Content starts

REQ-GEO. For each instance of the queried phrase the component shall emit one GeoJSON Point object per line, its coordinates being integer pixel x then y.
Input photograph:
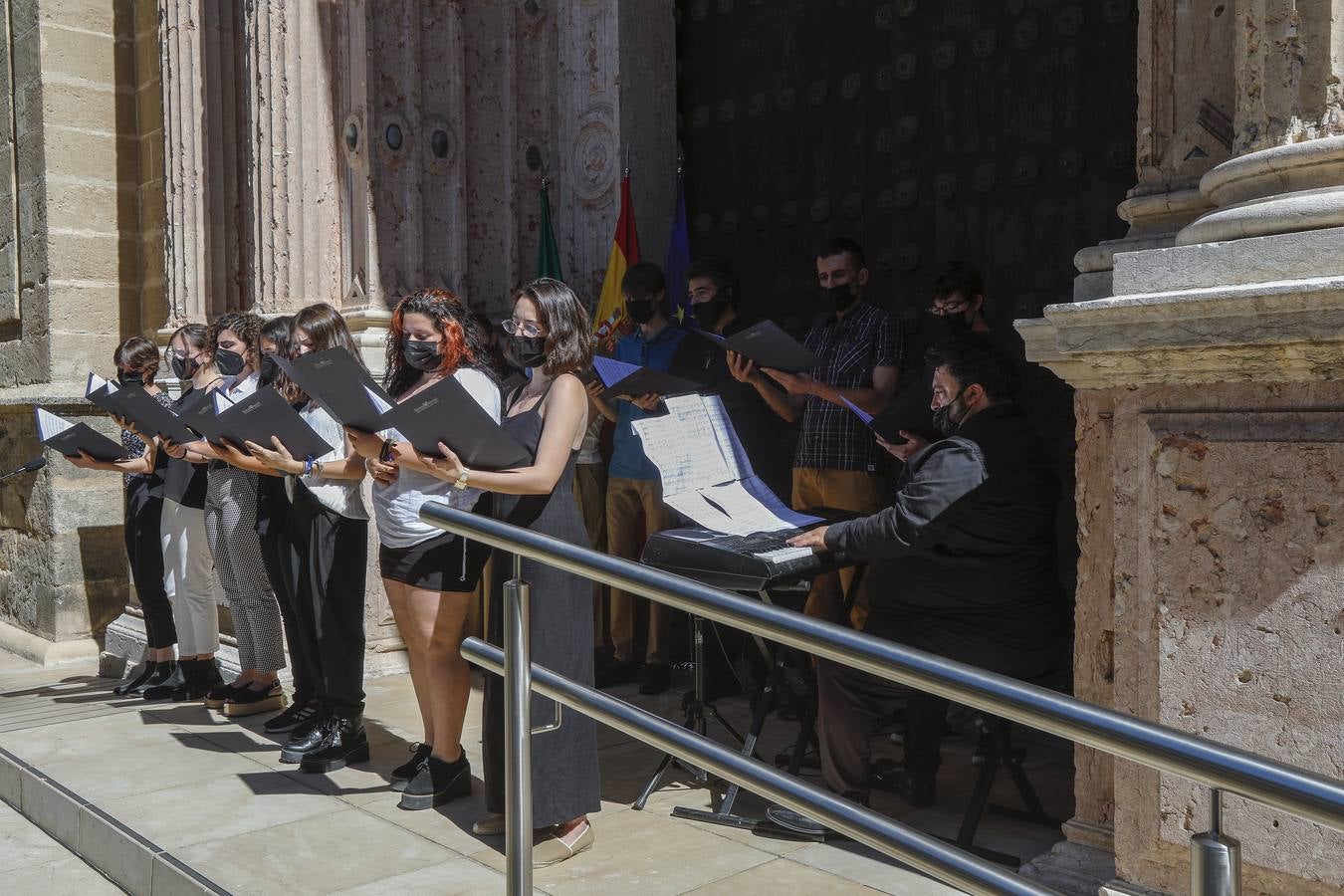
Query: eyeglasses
{"type": "Point", "coordinates": [515, 328]}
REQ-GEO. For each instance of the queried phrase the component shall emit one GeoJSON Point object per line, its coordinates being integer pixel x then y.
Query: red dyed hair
{"type": "Point", "coordinates": [454, 342]}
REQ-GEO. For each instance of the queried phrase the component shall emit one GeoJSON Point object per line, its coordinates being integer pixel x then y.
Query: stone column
{"type": "Point", "coordinates": [1209, 381]}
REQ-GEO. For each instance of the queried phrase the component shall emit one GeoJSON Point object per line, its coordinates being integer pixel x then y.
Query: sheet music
{"type": "Point", "coordinates": [684, 450]}
{"type": "Point", "coordinates": [50, 425]}
{"type": "Point", "coordinates": [378, 400]}
{"type": "Point", "coordinates": [706, 472]}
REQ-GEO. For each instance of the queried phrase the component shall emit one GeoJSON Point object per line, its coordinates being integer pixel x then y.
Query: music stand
{"type": "Point", "coordinates": [698, 714]}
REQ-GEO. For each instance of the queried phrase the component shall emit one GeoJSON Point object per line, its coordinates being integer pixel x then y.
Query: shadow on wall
{"type": "Point", "coordinates": [107, 575]}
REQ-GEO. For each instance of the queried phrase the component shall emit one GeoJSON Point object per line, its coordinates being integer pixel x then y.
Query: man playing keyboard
{"type": "Point", "coordinates": [961, 564]}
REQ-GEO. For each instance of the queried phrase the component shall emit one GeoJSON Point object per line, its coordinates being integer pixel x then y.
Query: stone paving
{"type": "Point", "coordinates": [212, 796]}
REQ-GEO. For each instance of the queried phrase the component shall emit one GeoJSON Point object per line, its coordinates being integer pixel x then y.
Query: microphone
{"type": "Point", "coordinates": [31, 466]}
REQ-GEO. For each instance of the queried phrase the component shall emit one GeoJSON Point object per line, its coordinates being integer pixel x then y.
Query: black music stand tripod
{"type": "Point", "coordinates": [698, 715]}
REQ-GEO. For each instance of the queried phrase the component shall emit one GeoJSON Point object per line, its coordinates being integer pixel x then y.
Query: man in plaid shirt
{"type": "Point", "coordinates": [859, 348]}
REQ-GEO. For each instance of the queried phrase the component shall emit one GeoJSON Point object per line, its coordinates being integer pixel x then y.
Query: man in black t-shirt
{"type": "Point", "coordinates": [713, 287]}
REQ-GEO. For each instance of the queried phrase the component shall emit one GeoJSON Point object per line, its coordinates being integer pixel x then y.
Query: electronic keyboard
{"type": "Point", "coordinates": [737, 561]}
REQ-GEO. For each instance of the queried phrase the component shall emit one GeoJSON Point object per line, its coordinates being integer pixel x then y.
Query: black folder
{"type": "Point", "coordinates": [446, 412]}
{"type": "Point", "coordinates": [257, 416]}
{"type": "Point", "coordinates": [768, 345]}
{"type": "Point", "coordinates": [149, 416]}
{"type": "Point", "coordinates": [70, 438]}
{"type": "Point", "coordinates": [622, 379]}
{"type": "Point", "coordinates": [337, 380]}
{"type": "Point", "coordinates": [199, 414]}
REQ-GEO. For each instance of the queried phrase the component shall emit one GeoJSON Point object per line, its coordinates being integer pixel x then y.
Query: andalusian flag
{"type": "Point", "coordinates": [548, 253]}
{"type": "Point", "coordinates": [609, 322]}
{"type": "Point", "coordinates": [679, 254]}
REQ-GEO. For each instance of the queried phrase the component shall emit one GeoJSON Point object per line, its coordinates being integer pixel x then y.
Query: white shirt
{"type": "Point", "coordinates": [396, 506]}
{"type": "Point", "coordinates": [341, 496]}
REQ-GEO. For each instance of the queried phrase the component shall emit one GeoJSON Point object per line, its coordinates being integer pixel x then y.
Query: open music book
{"type": "Point", "coordinates": [706, 473]}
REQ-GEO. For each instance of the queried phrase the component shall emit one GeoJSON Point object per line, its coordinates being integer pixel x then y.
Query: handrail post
{"type": "Point", "coordinates": [518, 735]}
{"type": "Point", "coordinates": [1216, 858]}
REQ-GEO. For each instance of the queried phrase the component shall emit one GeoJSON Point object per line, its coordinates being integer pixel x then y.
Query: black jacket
{"type": "Point", "coordinates": [963, 564]}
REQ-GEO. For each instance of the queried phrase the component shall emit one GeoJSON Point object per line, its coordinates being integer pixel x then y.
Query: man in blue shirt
{"type": "Point", "coordinates": [633, 485]}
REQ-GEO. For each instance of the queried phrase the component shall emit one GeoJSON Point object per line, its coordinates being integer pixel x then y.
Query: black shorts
{"type": "Point", "coordinates": [444, 563]}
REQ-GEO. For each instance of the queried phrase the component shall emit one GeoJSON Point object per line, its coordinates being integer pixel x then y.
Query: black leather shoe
{"type": "Point", "coordinates": [299, 712]}
{"type": "Point", "coordinates": [344, 743]}
{"type": "Point", "coordinates": [615, 673]}
{"type": "Point", "coordinates": [655, 677]}
{"type": "Point", "coordinates": [308, 737]}
{"type": "Point", "coordinates": [893, 777]}
{"type": "Point", "coordinates": [219, 695]}
{"type": "Point", "coordinates": [168, 685]}
{"type": "Point", "coordinates": [200, 680]}
{"type": "Point", "coordinates": [161, 675]}
{"type": "Point", "coordinates": [437, 782]}
{"type": "Point", "coordinates": [134, 681]}
{"type": "Point", "coordinates": [407, 770]}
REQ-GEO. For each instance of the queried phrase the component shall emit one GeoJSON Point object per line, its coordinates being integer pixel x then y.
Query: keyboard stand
{"type": "Point", "coordinates": [764, 704]}
{"type": "Point", "coordinates": [698, 714]}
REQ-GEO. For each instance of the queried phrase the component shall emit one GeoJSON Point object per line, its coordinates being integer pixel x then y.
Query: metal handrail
{"type": "Point", "coordinates": [1216, 857]}
{"type": "Point", "coordinates": [1294, 790]}
{"type": "Point", "coordinates": [921, 850]}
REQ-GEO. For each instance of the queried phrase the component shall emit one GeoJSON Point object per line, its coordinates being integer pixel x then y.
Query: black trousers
{"type": "Point", "coordinates": [146, 561]}
{"type": "Point", "coordinates": [849, 704]}
{"type": "Point", "coordinates": [273, 523]}
{"type": "Point", "coordinates": [330, 559]}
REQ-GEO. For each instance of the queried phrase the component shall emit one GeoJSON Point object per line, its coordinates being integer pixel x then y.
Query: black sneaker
{"type": "Point", "coordinates": [344, 743]}
{"type": "Point", "coordinates": [893, 777]}
{"type": "Point", "coordinates": [164, 689]}
{"type": "Point", "coordinates": [219, 695]}
{"type": "Point", "coordinates": [407, 770]}
{"type": "Point", "coordinates": [437, 782]}
{"type": "Point", "coordinates": [299, 712]}
{"type": "Point", "coordinates": [655, 677]}
{"type": "Point", "coordinates": [137, 680]}
{"type": "Point", "coordinates": [308, 737]}
{"type": "Point", "coordinates": [249, 702]}
{"type": "Point", "coordinates": [200, 679]}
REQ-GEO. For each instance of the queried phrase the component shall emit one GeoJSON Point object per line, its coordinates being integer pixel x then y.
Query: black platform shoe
{"type": "Point", "coordinates": [345, 742]}
{"type": "Point", "coordinates": [168, 685]}
{"type": "Point", "coordinates": [163, 673]}
{"type": "Point", "coordinates": [202, 679]}
{"type": "Point", "coordinates": [437, 782]}
{"type": "Point", "coordinates": [130, 684]}
{"type": "Point", "coordinates": [308, 737]}
{"type": "Point", "coordinates": [409, 769]}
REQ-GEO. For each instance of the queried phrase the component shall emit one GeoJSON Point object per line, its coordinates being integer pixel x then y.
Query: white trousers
{"type": "Point", "coordinates": [190, 577]}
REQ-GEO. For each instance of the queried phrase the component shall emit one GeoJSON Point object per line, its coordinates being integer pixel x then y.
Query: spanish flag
{"type": "Point", "coordinates": [609, 322]}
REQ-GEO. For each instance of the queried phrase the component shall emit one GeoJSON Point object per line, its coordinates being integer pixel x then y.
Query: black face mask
{"type": "Point", "coordinates": [640, 310]}
{"type": "Point", "coordinates": [229, 362]}
{"type": "Point", "coordinates": [268, 371]}
{"type": "Point", "coordinates": [526, 350]}
{"type": "Point", "coordinates": [837, 299]}
{"type": "Point", "coordinates": [422, 353]}
{"type": "Point", "coordinates": [944, 326]}
{"type": "Point", "coordinates": [709, 314]}
{"type": "Point", "coordinates": [184, 367]}
{"type": "Point", "coordinates": [943, 416]}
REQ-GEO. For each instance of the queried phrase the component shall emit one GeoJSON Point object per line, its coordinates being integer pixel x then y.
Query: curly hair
{"type": "Point", "coordinates": [460, 341]}
{"type": "Point", "coordinates": [246, 327]}
{"type": "Point", "coordinates": [280, 331]}
{"type": "Point", "coordinates": [568, 341]}
{"type": "Point", "coordinates": [140, 354]}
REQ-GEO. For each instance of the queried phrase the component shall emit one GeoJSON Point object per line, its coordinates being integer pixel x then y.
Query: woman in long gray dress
{"type": "Point", "coordinates": [549, 335]}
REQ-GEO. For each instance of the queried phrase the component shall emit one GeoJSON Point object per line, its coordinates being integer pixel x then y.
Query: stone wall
{"type": "Point", "coordinates": [76, 273]}
{"type": "Point", "coordinates": [1229, 606]}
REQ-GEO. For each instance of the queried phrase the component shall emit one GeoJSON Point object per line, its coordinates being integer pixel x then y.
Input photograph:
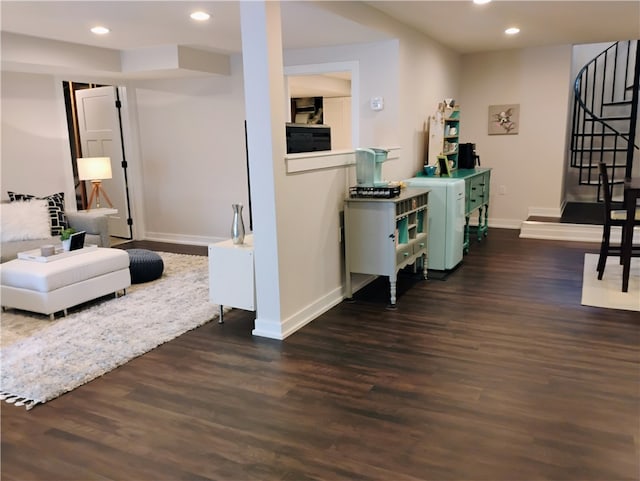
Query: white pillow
{"type": "Point", "coordinates": [25, 220]}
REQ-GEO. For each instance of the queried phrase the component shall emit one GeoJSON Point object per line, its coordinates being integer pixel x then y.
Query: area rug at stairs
{"type": "Point", "coordinates": [42, 359]}
{"type": "Point", "coordinates": [608, 291]}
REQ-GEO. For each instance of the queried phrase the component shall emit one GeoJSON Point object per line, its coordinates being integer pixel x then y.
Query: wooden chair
{"type": "Point", "coordinates": [612, 217]}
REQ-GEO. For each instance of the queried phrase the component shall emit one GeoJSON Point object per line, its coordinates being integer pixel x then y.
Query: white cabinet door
{"type": "Point", "coordinates": [231, 274]}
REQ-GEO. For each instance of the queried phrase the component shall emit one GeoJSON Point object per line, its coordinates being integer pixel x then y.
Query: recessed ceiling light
{"type": "Point", "coordinates": [201, 16]}
{"type": "Point", "coordinates": [100, 30]}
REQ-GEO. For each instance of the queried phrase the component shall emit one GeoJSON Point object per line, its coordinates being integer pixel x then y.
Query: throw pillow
{"type": "Point", "coordinates": [57, 217]}
{"type": "Point", "coordinates": [25, 220]}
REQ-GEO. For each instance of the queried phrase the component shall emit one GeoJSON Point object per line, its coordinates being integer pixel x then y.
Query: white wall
{"type": "Point", "coordinates": [35, 150]}
{"type": "Point", "coordinates": [192, 148]}
{"type": "Point", "coordinates": [529, 165]}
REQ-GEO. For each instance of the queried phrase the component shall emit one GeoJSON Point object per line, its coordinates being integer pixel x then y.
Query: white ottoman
{"type": "Point", "coordinates": [49, 287]}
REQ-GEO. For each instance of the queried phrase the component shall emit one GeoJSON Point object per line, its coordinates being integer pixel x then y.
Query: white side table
{"type": "Point", "coordinates": [231, 275]}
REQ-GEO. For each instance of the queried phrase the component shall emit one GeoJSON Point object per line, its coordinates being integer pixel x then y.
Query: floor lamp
{"type": "Point", "coordinates": [95, 169]}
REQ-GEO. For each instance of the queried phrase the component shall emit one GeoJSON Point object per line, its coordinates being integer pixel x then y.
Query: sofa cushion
{"type": "Point", "coordinates": [26, 220]}
{"type": "Point", "coordinates": [57, 217]}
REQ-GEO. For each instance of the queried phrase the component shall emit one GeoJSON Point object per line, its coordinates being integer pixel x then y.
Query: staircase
{"type": "Point", "coordinates": [605, 115]}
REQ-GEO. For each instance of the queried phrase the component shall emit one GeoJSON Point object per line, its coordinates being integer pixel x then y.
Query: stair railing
{"type": "Point", "coordinates": [609, 82]}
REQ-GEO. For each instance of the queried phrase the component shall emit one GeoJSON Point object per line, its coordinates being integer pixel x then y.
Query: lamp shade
{"type": "Point", "coordinates": [94, 168]}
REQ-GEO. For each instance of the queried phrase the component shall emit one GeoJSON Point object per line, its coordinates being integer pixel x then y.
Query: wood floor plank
{"type": "Point", "coordinates": [496, 373]}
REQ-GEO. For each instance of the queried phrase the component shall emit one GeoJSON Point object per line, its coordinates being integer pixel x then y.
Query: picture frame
{"type": "Point", "coordinates": [443, 165]}
{"type": "Point", "coordinates": [504, 119]}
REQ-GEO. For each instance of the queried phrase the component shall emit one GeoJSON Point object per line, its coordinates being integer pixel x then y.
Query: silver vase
{"type": "Point", "coordinates": [237, 226]}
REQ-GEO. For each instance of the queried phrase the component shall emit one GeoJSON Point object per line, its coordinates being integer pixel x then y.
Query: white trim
{"type": "Point", "coordinates": [181, 238]}
{"type": "Point", "coordinates": [545, 212]}
{"type": "Point", "coordinates": [570, 232]}
{"type": "Point", "coordinates": [276, 330]}
{"type": "Point", "coordinates": [327, 159]}
{"type": "Point", "coordinates": [493, 222]}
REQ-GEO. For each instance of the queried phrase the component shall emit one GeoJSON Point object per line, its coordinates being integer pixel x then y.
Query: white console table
{"type": "Point", "coordinates": [231, 275]}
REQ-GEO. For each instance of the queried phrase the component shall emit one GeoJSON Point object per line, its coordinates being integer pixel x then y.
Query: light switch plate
{"type": "Point", "coordinates": [377, 103]}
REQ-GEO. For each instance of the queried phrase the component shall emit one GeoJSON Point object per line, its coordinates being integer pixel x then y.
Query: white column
{"type": "Point", "coordinates": [264, 98]}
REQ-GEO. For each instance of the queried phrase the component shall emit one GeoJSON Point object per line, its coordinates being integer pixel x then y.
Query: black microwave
{"type": "Point", "coordinates": [308, 138]}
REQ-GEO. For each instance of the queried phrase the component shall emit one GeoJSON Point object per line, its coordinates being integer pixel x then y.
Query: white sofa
{"type": "Point", "coordinates": [96, 227]}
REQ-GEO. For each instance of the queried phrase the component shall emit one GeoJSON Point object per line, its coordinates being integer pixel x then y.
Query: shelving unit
{"type": "Point", "coordinates": [384, 235]}
{"type": "Point", "coordinates": [451, 135]}
{"type": "Point", "coordinates": [444, 136]}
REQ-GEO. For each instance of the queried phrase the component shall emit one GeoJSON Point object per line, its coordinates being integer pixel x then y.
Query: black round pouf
{"type": "Point", "coordinates": [144, 265]}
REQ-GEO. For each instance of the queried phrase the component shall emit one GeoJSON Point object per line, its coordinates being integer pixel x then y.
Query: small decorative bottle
{"type": "Point", "coordinates": [237, 227]}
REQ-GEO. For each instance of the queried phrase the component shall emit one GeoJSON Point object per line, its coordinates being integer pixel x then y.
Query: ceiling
{"type": "Point", "coordinates": [458, 24]}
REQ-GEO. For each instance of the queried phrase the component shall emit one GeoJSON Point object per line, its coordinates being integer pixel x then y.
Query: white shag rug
{"type": "Point", "coordinates": [42, 359]}
{"type": "Point", "coordinates": [608, 291]}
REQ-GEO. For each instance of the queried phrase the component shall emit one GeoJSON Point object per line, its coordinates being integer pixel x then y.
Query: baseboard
{"type": "Point", "coordinates": [545, 212]}
{"type": "Point", "coordinates": [570, 232]}
{"type": "Point", "coordinates": [274, 329]}
{"type": "Point", "coordinates": [181, 238]}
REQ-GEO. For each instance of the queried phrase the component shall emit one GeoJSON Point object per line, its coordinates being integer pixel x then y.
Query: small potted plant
{"type": "Point", "coordinates": [65, 237]}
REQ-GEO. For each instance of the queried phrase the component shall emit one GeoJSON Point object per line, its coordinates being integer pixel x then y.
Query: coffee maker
{"type": "Point", "coordinates": [369, 167]}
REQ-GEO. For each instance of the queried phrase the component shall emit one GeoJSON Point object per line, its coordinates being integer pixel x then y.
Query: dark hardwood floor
{"type": "Point", "coordinates": [497, 373]}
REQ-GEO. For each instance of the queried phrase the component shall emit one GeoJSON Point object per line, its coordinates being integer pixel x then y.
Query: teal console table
{"type": "Point", "coordinates": [477, 182]}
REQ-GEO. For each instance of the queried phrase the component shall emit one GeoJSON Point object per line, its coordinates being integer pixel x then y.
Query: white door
{"type": "Point", "coordinates": [99, 127]}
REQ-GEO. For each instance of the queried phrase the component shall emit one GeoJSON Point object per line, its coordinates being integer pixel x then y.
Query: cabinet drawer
{"type": "Point", "coordinates": [420, 244]}
{"type": "Point", "coordinates": [403, 252]}
{"type": "Point", "coordinates": [477, 192]}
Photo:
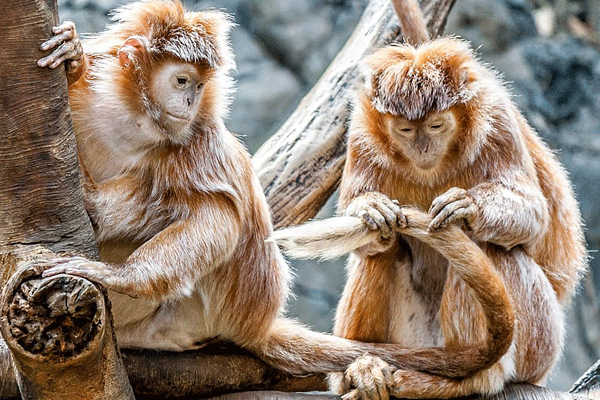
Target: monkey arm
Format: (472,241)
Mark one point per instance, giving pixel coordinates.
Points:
(510,211)
(159,267)
(66,48)
(168,265)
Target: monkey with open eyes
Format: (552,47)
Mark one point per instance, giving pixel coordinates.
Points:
(180,219)
(435,129)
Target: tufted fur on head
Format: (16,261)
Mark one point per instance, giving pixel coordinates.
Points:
(410,81)
(200,37)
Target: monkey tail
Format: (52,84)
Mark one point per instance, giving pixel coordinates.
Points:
(412,21)
(338,235)
(324,239)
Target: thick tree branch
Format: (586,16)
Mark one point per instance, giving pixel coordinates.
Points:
(57,329)
(300,166)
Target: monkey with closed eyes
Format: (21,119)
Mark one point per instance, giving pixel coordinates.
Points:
(436,143)
(180,218)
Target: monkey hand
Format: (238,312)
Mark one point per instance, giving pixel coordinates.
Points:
(378,212)
(455,205)
(65,46)
(104,274)
(370,378)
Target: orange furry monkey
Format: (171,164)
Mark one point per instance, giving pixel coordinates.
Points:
(435,129)
(180,218)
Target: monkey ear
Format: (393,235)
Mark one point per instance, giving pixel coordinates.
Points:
(135,47)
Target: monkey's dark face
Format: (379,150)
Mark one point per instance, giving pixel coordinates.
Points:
(424,141)
(176,89)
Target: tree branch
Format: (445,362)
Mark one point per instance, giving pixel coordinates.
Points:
(57,329)
(300,166)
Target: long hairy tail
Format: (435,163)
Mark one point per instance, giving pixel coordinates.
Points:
(325,353)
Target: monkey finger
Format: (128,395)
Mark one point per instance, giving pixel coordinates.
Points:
(448,214)
(57,40)
(65,26)
(351,395)
(379,221)
(388,211)
(66,51)
(450,196)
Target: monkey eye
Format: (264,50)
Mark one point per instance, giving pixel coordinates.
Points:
(182,81)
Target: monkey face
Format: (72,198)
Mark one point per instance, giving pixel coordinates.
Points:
(423,141)
(176,89)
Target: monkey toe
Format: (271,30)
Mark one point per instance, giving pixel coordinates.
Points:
(371,377)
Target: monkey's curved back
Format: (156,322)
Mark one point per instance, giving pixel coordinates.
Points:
(562,252)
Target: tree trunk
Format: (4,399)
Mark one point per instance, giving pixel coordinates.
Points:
(41,207)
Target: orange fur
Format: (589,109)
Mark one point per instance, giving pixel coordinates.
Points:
(180,217)
(521,212)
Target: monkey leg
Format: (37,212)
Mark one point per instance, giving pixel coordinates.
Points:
(536,344)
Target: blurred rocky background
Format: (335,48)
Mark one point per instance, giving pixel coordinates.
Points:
(547,49)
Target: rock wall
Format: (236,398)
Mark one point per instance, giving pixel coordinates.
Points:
(282,47)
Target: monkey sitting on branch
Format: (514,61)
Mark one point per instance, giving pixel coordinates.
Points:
(437,130)
(180,218)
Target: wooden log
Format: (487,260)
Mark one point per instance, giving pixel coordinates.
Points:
(300,166)
(41,205)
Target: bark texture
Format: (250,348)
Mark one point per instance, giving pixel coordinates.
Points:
(57,329)
(300,166)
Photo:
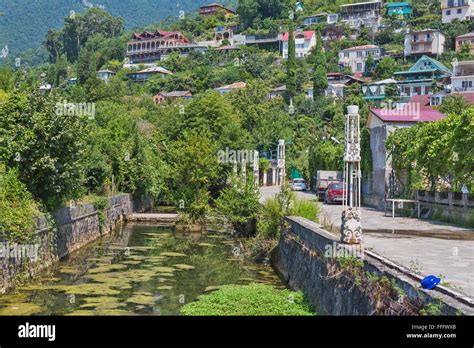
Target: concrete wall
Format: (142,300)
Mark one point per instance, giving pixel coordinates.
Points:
(302,261)
(73,228)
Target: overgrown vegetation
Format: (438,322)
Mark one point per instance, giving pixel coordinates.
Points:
(249,300)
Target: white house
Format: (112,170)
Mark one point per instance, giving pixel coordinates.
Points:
(362,15)
(462,79)
(323,17)
(304,42)
(462,10)
(356,57)
(424,42)
(105,75)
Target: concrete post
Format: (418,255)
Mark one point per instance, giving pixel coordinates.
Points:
(281,163)
(256,168)
(351,229)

Content ends

| Activity |
Only lines holding the word "with" are wanted; list them all from the material.

| Solution to the problem |
Target: monkey with open eyes
Target: monkey with closed eyes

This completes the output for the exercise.